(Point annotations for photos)
========================================================================
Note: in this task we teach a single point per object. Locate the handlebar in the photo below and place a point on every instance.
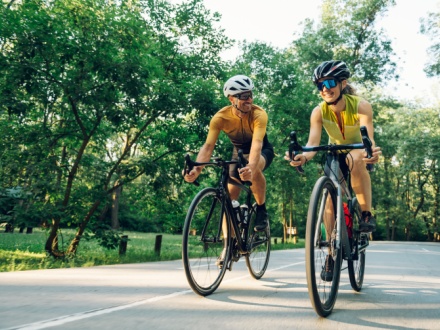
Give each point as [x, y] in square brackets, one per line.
[216, 161]
[295, 147]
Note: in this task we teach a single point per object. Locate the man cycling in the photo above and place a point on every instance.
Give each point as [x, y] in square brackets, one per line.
[245, 125]
[341, 114]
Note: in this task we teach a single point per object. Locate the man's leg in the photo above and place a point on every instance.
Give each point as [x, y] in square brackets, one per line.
[259, 190]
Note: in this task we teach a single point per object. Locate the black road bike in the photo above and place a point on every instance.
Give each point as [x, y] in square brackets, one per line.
[330, 238]
[216, 234]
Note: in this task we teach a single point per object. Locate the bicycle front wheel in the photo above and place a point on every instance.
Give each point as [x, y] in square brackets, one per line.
[323, 257]
[356, 268]
[258, 247]
[205, 235]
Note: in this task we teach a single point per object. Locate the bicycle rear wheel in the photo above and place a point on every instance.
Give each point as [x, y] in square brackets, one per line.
[259, 248]
[356, 268]
[320, 246]
[204, 237]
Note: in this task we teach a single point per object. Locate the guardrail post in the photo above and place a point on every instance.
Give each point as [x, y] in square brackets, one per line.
[158, 245]
[123, 244]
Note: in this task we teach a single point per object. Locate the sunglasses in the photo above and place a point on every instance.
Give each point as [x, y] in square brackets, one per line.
[330, 83]
[244, 96]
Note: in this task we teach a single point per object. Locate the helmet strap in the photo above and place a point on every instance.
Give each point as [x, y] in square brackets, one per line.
[236, 107]
[338, 99]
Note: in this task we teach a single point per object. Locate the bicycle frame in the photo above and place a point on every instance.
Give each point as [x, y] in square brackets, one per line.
[223, 193]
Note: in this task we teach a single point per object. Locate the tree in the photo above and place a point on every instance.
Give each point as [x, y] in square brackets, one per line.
[431, 27]
[86, 86]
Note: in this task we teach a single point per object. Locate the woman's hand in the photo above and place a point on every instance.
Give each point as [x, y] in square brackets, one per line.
[298, 160]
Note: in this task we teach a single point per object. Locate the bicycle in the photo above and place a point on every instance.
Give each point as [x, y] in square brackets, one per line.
[212, 225]
[330, 245]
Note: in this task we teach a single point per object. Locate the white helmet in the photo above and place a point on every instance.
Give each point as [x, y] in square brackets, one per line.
[238, 84]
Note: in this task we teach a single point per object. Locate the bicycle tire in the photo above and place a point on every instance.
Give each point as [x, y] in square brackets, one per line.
[322, 293]
[203, 242]
[259, 248]
[356, 268]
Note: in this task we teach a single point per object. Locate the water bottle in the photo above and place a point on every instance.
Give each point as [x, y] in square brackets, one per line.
[236, 207]
[244, 211]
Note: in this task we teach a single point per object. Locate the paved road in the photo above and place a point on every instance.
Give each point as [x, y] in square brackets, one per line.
[401, 291]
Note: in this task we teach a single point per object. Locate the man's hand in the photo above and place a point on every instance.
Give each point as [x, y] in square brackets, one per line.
[375, 156]
[245, 173]
[192, 175]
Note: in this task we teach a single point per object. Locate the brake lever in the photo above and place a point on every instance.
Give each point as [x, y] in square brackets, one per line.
[368, 144]
[294, 148]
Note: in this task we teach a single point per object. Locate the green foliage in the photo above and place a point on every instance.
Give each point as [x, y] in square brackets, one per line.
[25, 252]
[430, 26]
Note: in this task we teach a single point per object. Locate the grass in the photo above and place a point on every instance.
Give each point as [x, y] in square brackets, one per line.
[20, 252]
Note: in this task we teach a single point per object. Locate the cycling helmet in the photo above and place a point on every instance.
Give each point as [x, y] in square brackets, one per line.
[336, 69]
[238, 84]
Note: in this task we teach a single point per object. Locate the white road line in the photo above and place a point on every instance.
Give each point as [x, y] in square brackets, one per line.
[97, 312]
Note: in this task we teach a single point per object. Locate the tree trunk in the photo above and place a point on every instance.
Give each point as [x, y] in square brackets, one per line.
[115, 207]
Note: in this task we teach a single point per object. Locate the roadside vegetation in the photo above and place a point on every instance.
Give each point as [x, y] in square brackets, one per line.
[19, 252]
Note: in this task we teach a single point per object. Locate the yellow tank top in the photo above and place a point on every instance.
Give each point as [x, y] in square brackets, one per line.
[349, 129]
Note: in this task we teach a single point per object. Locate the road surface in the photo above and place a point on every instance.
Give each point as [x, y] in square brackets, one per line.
[401, 291]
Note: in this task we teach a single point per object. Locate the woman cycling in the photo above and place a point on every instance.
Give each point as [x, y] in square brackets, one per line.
[341, 114]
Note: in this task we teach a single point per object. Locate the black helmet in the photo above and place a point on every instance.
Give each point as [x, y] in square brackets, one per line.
[336, 69]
========================================================================
## Given exercise
Copy every line of the records above word for word, omitting the pictures.

## Correct output
Note: in this task we teach a single point per object. Locate the handlebar in the photo below and place a point on every instance.
Give each point as [x, y] in square brackets, one per line.
[216, 161]
[295, 147]
Note: in this task we teach a single point per object. Locate the man cycling in the photo above and place a point on every instance.
Give each point as [x, y] in square brackets, one per line.
[245, 125]
[341, 114]
Note: in this task we teach a single point per object. Locate the man's leg in the photo above and place a point on every instance.
Give each point as [x, y] in square brackets, one per line.
[259, 190]
Note: in this task we teach a single point per object. Locate the black road bike in the photo above and place a point on every instance.
Give each point as [x, y] in square brackets, one per line.
[330, 238]
[216, 234]
Note: in this task we teach a single point per object. Locate the bicycle front wheel in the photo above and place a point on every instance.
Give each point as [x, y] in square brackets, one per line.
[323, 257]
[356, 268]
[258, 247]
[205, 235]
Note: in this task we teach a single point per object. Locate the bicycle rear wheel in the photo above and place a point on every instance.
Give each point as [x, y] in square brackets, one per line.
[259, 248]
[356, 268]
[320, 246]
[204, 237]
Note: in this task we teach a single point per object. Locate the guardrail post in the photo above and place a point on every instance.
Give each point as [x, y] in square brackets, one per line.
[158, 245]
[123, 244]
Note: in this task we teach a single point per object. Locate the sunglasses in the photo above and place a point on every instance.
Give each point as [x, y] in square brackets, one per line.
[330, 83]
[244, 96]
Note: in this task we teach a single point per object. Locate the helmet strap in the photo above and place a point on every instance.
Give each point as [x, y] in square brackets, one per line.
[236, 107]
[338, 99]
Note: in this task we teach a single point per object. Locate the bicycle frame in the photo above and place a point on every instance.
Give each point as [x, y] in square brackets, one per line.
[223, 193]
Note: in this task we teach a single point per object. Locate the tree in the photo above and place a point on every instance.
Give each point as [x, y] in square brackets, one per line.
[431, 27]
[86, 86]
Note: in this task we teach a single point per object. Locate the woman's hand in the photo above and place a point on every instance.
Give each point as [x, y] in square brackets, one per line.
[298, 160]
Note: in this task we teach a single point per object. Locate the bicycle in the photo above and place a point on every instance.
Give each point as [x, y] in square brackets, one per line.
[212, 225]
[330, 245]
Note: in this task we teach a single point per object. Locate the white helmet in the photo above and place a point on every instance.
Give each point as [x, y] in square brackets, one per line.
[238, 84]
Note: in this task we teach a single point per object. Locate the bicycle tire in the photo above and place a point on every instance.
Give each point as [x, y] in square brackets, one per line.
[322, 293]
[203, 242]
[259, 248]
[356, 268]
Note: in this task we teach a single point per object. Locate the water bottle in the photo above and place a point on every instance.
Give each point as [x, y] in square brackets, one per line.
[236, 207]
[244, 211]
Note: in this task we teach a single point per object. Locate the paved road in the photo above and place a point on every instance.
Give each point as [x, y] in square brackets, one per line.
[401, 291]
Note: in this task we teach a single point per object. Locate the man's hand in the photo above and place a point on every instance.
Give each point as [x, y] in square brackets, one per line.
[375, 156]
[245, 173]
[192, 175]
Note: in this task we teach a single point per object. Locate the brake lever in the photo above and place a point on every instance.
Give each point as [x, y] in square brackets, one per line.
[368, 144]
[294, 148]
Note: in this task we teach a single point per object. Locate the green foliage in the photo above and place a point on every instance.
Give each point as [x, y] in square brackets, one per line.
[25, 252]
[430, 26]
Note: in this task we teach a single point per object. Locate the grass in the photo above and place a point on every instance.
Give each point as [x, y] in square brackets, one per line.
[20, 252]
Note: in this task we teach a single point per object. Locate the cycling helmet in the photo above and place a point on every instance.
Give each point as [x, y] in square brackets, one per line.
[336, 69]
[238, 84]
Note: in this task we teach a single point per object. Locate the white road line in the photo above and place a point on every instance.
Give each point as [x, y] in square brackets, one per line.
[97, 312]
Note: in this task we teach a single point per object. Locate the tree trunk in the photo above and place a point on every instance.
Give each point as [x, y] in square brackets, one per line.
[115, 207]
Note: in this task we teach a single point per object. Locate the roadside vegetation in the photo above and place a point on every instance.
Give each point as [x, y] in square brackets, one per line.
[19, 252]
Note: in this task we teach a single point per object. Locate the yellow tank top in the photo above and place a point on every instance.
Give each point as [x, y] in square brackets, one per line.
[349, 129]
Note: in this task we teach a single point per object. Locate the road surface in the photo above and place a point on every instance.
Give each point as [x, y] in square brackets, one per line.
[401, 291]
Note: in this task we teach a single point per object. Locate the woman cycling in the photo above and place a point on every instance.
Give each point as [x, y] in square brackets, one per line.
[341, 114]
Note: in this task we teach a single point per object. Locate the black helmet in the photo above and place a point on every instance.
Give each point as [x, y] in square brackets, one per line.
[336, 69]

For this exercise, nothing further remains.